Set exercise -
Update the rows below by swapping "annotate" for "mark" everywhere it appears, keeping everything else the same. Leave the pictures out of your answer.

Saved items from a collection:
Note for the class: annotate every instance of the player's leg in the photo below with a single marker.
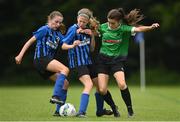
(100, 101)
(63, 93)
(102, 82)
(85, 79)
(62, 70)
(120, 78)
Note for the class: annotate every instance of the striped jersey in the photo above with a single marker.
(47, 41)
(80, 55)
(115, 42)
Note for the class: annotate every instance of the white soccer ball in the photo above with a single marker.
(67, 109)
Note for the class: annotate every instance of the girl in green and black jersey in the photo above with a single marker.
(113, 52)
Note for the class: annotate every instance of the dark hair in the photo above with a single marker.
(53, 14)
(132, 18)
(85, 11)
(62, 27)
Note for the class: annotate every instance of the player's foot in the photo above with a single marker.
(56, 113)
(130, 112)
(116, 112)
(104, 112)
(56, 100)
(81, 115)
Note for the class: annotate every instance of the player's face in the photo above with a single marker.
(113, 24)
(55, 22)
(82, 21)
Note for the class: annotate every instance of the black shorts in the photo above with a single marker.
(40, 65)
(87, 70)
(107, 64)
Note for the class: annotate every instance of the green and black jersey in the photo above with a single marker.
(115, 42)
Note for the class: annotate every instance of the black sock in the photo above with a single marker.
(126, 97)
(108, 98)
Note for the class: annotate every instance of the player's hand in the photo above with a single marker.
(76, 43)
(18, 59)
(155, 25)
(79, 30)
(88, 31)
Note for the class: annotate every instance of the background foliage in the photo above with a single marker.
(19, 18)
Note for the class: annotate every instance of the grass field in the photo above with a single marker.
(32, 103)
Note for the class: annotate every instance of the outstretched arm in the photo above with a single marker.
(146, 28)
(66, 46)
(19, 57)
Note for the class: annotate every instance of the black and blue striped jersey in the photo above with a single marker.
(47, 41)
(80, 55)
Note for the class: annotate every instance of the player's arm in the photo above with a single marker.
(19, 57)
(66, 46)
(145, 28)
(93, 43)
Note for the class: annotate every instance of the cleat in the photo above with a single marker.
(56, 113)
(81, 115)
(104, 112)
(56, 100)
(116, 112)
(130, 112)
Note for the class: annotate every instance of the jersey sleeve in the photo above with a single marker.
(40, 33)
(129, 29)
(69, 37)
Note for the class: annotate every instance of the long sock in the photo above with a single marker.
(108, 98)
(126, 97)
(63, 97)
(99, 102)
(84, 103)
(59, 85)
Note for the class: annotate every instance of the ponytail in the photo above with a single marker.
(132, 18)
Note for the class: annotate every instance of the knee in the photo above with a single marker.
(122, 86)
(102, 91)
(65, 71)
(66, 84)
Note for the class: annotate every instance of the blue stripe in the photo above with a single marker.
(82, 55)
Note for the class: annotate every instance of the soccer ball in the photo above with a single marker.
(67, 109)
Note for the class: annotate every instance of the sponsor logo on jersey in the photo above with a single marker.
(112, 41)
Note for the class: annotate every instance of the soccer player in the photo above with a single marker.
(48, 38)
(115, 34)
(79, 42)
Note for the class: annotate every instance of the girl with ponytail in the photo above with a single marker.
(115, 34)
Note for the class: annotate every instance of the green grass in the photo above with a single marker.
(32, 103)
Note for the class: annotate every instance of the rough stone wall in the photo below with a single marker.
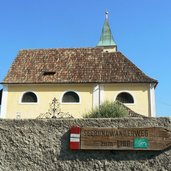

Response -
Note for the class: mark every instance of the player's leg in the photo below with a single marker.
(100, 101)
(63, 93)
(102, 82)
(85, 79)
(62, 70)
(120, 78)
Note for the class: mark every instance of the striped jersey in the photo above with a single marker.
(47, 41)
(80, 55)
(115, 42)
Note for the class: mark every instance of the white soccer ball in the photo above with a single marker.
(67, 109)
Note for the class: mark every instance of the girl in green and black jersey in the photo above with a single marker.
(113, 52)
Note for the class: mark every instance of the dark hair in the photo above with a single marker.
(53, 14)
(132, 18)
(85, 11)
(62, 27)
Note for the class: mark every instance of the player's foot in the photo above with a single marker.
(56, 113)
(130, 112)
(116, 112)
(104, 112)
(56, 100)
(81, 115)
Note for the class: mark every instance of the player's face in the photo above with a single marker.
(113, 24)
(55, 22)
(82, 21)
Note for the class: mark every instance of the black shorts in the photo above with a single marker.
(40, 65)
(87, 70)
(107, 64)
Note for the class: mark every instance of the green and black jersey in the photo above with a single marker.
(115, 42)
Note for the class: mark every instance of the black sock in the photo above with a single marker.
(126, 97)
(108, 98)
Note for the class: mark every instance of the player's hand in the photo above with a single marker.
(76, 43)
(18, 59)
(155, 25)
(79, 30)
(88, 31)
Note for the class: mark every instance of the background foliage in the photo above with a single marker.
(19, 18)
Note for the class: mark every instance of the grass field in the photo above with a single marker.
(32, 103)
Note for the class: mark every instance of the outstretched arm in the photo above with a single marker.
(146, 28)
(66, 46)
(19, 57)
Note for the class: mark every instance of the black and blue striped jersey in the photo above with a single marker.
(47, 41)
(80, 55)
Note for the class: mark every instance of the player's arm in the photo above with a single marker.
(19, 57)
(66, 46)
(145, 28)
(93, 43)
Note for the class: mark every instance of the cleat in the photo above with a single marker.
(56, 113)
(81, 115)
(104, 112)
(56, 100)
(116, 112)
(130, 112)
Note for the class: mark every instance of the jersey sleeve in the photo above with a single marker.
(40, 33)
(129, 29)
(69, 37)
Note for the class: mark every instance of the long sock in the photo above with a single marker.
(108, 98)
(126, 97)
(63, 97)
(99, 102)
(84, 103)
(59, 85)
Note for the class: mark every instance of the ponytail in the photo above with a single marker.
(132, 18)
Note for the class: mark every instance of the knee in the photo above with a single marker.
(122, 86)
(102, 91)
(65, 71)
(66, 84)
Note for the class: mark every instance of the blue stripe in the photo above with a single marker.
(82, 55)
Note for the class: mark every instance of the soccer ball in the photo above with a single marker.
(67, 109)
Note for the class: mark every instance of the sponsor logo on jersey in the photo above with a single marker.
(112, 41)
Note for the class: mark every instance of the soccer player in the photo above with a single marker.
(48, 38)
(115, 34)
(79, 42)
Note for the class: mark every instance of the girl with ponytail in the photo above with a single marker.
(115, 34)
Note for the class: mark every instance of the green grass in the photo above with a single marker.
(32, 103)
Note for the class: mark every instance of the rough stone wall in the photo below with a single marker.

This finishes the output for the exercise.